## Task brief
Return only the lines of the listing below that run from the line with "Task: identify the patterned" through the line with "Task: identify the wall", both ends included, exactly as written.

+ + + + + + +

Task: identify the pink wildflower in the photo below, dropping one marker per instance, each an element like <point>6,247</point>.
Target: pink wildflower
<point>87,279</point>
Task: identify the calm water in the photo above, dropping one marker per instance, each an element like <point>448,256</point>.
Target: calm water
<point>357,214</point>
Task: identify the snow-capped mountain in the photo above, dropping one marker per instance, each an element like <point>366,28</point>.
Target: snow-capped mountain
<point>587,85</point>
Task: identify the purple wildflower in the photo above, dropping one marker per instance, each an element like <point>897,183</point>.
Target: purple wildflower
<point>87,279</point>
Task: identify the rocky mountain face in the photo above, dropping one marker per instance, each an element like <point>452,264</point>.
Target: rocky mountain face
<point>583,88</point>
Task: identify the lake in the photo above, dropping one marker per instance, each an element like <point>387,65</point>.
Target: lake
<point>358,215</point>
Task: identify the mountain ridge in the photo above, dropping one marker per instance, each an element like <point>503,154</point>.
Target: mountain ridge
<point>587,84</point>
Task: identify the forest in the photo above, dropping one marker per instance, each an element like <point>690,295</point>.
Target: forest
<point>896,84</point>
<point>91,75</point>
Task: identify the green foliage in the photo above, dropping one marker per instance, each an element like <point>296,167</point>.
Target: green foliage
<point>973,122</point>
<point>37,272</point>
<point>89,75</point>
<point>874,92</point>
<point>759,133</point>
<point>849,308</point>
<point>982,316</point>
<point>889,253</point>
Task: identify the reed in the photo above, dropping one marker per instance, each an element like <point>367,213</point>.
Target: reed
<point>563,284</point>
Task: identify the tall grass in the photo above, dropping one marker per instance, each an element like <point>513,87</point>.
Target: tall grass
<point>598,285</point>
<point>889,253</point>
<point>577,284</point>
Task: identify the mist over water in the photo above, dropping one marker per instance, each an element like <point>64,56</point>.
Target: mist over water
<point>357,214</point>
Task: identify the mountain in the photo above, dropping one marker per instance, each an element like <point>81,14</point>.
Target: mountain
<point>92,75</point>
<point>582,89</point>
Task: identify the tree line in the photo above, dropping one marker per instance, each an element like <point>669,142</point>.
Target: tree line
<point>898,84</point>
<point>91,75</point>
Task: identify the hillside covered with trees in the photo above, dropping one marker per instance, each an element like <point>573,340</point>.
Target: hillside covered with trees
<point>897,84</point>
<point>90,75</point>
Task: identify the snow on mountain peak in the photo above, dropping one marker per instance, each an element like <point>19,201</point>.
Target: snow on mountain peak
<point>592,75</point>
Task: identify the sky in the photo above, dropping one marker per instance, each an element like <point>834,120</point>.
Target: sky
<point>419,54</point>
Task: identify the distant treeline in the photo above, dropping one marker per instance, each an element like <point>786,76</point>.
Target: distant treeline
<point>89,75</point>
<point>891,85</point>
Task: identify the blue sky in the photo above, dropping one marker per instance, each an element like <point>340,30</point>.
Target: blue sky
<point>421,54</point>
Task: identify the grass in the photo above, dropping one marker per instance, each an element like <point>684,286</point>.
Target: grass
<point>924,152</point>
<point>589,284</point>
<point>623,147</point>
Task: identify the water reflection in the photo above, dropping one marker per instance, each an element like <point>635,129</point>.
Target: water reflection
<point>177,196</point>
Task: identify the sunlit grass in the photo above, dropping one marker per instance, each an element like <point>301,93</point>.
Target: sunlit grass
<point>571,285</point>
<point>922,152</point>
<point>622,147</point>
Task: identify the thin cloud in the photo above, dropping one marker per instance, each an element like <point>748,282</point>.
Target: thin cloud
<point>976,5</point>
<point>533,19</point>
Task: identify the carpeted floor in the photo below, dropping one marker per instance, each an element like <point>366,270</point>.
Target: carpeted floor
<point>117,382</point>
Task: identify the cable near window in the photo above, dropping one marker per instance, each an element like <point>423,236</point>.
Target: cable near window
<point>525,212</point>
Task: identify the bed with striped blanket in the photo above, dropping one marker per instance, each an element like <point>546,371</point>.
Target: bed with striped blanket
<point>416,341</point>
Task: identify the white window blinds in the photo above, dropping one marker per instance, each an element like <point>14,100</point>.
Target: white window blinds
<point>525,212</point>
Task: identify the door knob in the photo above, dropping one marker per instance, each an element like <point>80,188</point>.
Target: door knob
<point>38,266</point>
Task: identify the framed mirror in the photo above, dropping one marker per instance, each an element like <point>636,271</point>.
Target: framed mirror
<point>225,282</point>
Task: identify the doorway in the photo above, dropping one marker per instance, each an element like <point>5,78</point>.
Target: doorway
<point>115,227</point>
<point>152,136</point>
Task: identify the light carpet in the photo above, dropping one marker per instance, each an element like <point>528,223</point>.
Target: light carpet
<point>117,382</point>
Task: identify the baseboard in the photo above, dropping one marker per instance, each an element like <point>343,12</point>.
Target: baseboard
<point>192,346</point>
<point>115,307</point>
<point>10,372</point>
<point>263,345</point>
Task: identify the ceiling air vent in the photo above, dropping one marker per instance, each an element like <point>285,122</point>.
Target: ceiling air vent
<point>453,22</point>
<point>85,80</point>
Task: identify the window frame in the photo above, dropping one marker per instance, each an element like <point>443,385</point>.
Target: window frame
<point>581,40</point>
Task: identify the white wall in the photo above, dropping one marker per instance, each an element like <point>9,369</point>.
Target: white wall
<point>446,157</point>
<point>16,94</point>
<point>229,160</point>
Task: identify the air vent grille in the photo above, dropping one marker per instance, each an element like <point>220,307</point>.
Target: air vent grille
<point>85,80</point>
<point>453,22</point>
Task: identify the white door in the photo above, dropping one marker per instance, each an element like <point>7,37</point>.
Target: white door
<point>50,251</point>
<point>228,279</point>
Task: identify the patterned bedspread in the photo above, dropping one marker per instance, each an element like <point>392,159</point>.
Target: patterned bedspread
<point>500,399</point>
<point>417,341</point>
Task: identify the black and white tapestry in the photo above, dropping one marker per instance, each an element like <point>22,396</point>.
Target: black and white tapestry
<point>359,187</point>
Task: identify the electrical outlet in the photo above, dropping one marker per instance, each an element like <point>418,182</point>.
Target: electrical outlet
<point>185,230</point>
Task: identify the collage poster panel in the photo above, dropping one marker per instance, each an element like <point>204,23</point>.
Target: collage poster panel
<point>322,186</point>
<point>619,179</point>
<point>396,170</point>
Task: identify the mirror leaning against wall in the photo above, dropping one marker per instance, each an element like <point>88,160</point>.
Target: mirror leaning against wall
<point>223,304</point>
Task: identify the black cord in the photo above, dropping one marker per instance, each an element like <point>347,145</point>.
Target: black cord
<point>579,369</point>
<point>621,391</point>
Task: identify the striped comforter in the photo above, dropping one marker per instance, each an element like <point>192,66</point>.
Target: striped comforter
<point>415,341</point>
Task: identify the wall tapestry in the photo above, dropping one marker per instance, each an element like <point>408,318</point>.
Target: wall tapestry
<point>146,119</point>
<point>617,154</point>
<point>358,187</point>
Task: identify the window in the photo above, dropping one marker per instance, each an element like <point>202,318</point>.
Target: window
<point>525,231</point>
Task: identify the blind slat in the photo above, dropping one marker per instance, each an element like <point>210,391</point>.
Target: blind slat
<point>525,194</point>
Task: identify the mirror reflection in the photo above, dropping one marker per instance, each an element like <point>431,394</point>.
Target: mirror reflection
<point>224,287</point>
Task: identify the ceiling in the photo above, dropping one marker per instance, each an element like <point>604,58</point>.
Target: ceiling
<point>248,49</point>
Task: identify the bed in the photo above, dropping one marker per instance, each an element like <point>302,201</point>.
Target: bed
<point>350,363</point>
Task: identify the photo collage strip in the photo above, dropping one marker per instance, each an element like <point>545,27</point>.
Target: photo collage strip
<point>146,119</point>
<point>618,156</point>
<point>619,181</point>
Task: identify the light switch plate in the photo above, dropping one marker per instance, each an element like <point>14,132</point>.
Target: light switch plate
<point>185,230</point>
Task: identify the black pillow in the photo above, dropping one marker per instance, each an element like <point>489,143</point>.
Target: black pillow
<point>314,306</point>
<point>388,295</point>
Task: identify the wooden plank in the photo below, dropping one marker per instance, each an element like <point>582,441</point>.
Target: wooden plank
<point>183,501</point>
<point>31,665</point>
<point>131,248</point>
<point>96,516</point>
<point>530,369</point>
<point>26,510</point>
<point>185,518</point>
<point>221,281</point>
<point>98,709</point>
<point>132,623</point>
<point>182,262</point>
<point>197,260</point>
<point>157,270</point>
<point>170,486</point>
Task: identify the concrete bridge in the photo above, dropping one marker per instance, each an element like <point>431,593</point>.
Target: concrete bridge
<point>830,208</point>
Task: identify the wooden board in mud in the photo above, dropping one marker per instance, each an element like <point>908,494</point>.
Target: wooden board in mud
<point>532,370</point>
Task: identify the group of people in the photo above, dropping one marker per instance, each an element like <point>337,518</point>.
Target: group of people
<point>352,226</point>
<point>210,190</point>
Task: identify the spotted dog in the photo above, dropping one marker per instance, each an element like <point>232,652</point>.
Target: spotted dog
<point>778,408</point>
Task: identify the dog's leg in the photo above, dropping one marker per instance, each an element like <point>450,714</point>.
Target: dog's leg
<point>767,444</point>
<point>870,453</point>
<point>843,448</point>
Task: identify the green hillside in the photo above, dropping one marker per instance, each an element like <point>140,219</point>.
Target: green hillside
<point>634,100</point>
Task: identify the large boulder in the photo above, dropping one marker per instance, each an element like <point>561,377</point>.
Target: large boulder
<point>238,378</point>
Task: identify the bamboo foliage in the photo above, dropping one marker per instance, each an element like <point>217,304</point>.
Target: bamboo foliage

+ + + + + + +

## Response box
Task: identify the patterned bedspread in the photo above, dropping one marker per instance, each an element like <point>392,159</point>.
Target: patterned bedspread
<point>500,399</point>
<point>417,341</point>
Task: identify the black and white tapestry in the photo above, dropping one marker per instance, each an element like <point>22,396</point>.
Target: black and white tapestry
<point>359,187</point>
Task: identify the electrical outlet in the photo above, dropping one marker per instance, each an element like <point>418,182</point>.
Target: electrical outlet
<point>185,230</point>
Task: identify the collage poster panel in the photo above, dropping one marker per instance, each an element like <point>204,23</point>.
Target: collage poster panel
<point>322,186</point>
<point>619,179</point>
<point>396,170</point>
Task: identify the mirror leaning against wall in the photo above, dropping one marker per instance, each an element like <point>88,160</point>.
Target: mirror leaning against wall
<point>223,304</point>
Task: identify the black cord in the photo above, dropping one marker per instance, each an element like <point>347,145</point>.
Target: black cord
<point>579,369</point>
<point>621,391</point>
Task: identify the striped comforter in the photo above, dropping one marker per instance, each an element like <point>192,66</point>.
Target: striped comforter
<point>415,341</point>
Task: identify the wall tapestry in the photo above, dropping one marker per instance, each an element like <point>408,318</point>.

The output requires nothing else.